For centuries, European history has provided source material for operas, but it would be generous to say that history comes alive on the operatic stage. More often it is frozen into exhibits of dubious validity, and the power must come from the music. Wars of hundreds, even thousands of years ago must have been ignited by fierce passions, and no doubt there were unspeakable acts committed in their course. But in historical operas of the standard repertory, the material tends to be safely distant from the experience and understanding of most of the audience.

How many attending the Met’s current production of Il trovatore have a point of view on the actual 15th-century conflict with which its characters are preoccupied? Some who typically complain about such things do not even realize that the Met’s Trovatore is a 19th-century update. It still looks reassuringly “historical,” after all.

In the late 1960s, the Polish-Jewish composer Mieczyslaw Weinberg collaborated with librettist Alexander Medvedev on The Passenger, which inspected a still-fresh historical wound. The Polish author Zofia Posmysz, still with us today at the age of 92, lived to tell of the horrors of the Auschwitz and Birkenau death camps. One day in 1959, walking in the Place de la Concorde in Paris, she thought she heard the unmistakable shrill voice of a female camp overseer.

--

▶ _Parts of the exercise_
[1] Transcribe the passage on historical opera from "For centuries, European" up to and including "of the audience.".
[2] In the passage on historical opera, where was Zofia Posmysz walking in 1959 when she thought she heard a camp overseer's voice?
[3] Render this sentence from the passage on historical opera in French: "One day in 1959, walking in the Place de la Concorde in Paris, she thought she heard the unmistakable shrill voice of a female camp overseer."

--

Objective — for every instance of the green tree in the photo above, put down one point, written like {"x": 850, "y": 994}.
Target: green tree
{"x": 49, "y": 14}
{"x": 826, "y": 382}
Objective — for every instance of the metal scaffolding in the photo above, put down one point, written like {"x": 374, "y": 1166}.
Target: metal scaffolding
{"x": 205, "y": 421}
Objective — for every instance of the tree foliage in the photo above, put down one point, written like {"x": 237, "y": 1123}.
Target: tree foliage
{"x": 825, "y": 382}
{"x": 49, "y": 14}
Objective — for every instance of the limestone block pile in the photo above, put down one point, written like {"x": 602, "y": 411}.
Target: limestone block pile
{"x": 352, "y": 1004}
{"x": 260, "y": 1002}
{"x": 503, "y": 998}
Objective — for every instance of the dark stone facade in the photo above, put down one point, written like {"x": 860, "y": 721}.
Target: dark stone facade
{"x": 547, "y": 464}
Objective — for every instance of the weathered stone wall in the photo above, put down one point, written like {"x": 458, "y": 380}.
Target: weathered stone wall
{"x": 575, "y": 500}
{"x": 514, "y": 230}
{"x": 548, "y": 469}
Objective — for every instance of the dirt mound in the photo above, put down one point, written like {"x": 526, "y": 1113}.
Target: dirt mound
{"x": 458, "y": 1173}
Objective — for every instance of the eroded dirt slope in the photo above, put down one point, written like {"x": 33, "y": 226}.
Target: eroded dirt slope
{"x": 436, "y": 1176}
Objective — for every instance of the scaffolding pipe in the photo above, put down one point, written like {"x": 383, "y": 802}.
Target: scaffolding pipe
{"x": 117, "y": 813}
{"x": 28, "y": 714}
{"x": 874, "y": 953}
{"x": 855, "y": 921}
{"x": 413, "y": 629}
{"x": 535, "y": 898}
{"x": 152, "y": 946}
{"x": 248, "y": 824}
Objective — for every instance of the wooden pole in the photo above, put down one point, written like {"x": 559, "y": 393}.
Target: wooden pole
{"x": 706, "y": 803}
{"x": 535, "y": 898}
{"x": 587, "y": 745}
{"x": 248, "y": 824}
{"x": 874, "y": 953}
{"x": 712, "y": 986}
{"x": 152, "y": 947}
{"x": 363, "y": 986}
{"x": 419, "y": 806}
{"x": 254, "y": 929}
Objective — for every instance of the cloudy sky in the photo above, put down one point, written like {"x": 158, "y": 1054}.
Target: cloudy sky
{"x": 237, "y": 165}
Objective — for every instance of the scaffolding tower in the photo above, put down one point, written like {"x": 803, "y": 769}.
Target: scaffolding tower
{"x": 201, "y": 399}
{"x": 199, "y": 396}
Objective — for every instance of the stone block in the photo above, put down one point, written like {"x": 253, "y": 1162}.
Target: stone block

--

▶ _Expected answers_
[1]
For centuries, European history has provided source material for operas, but it would be generous to say that history comes alive on the operatic stage. More often it is frozen into exhibits of dubious validity, and the power must come from the music. Wars of hundreds, even thousands of years ago must have been ignited by fierce passions, and no doubt there were unspeakable acts committed in their course. But in historical operas of the standard repertory, the material tends to be safely distant from the experience and understanding of most of the audience.

[2] In the Place de la Concorde in Paris.

[3] Un jour de 1959, alors qu'elle marchait sur la place de la Concorde à Paris, elle crut entendre la voix stridente et reconnaissable entre toutes d'une surveillante de camp.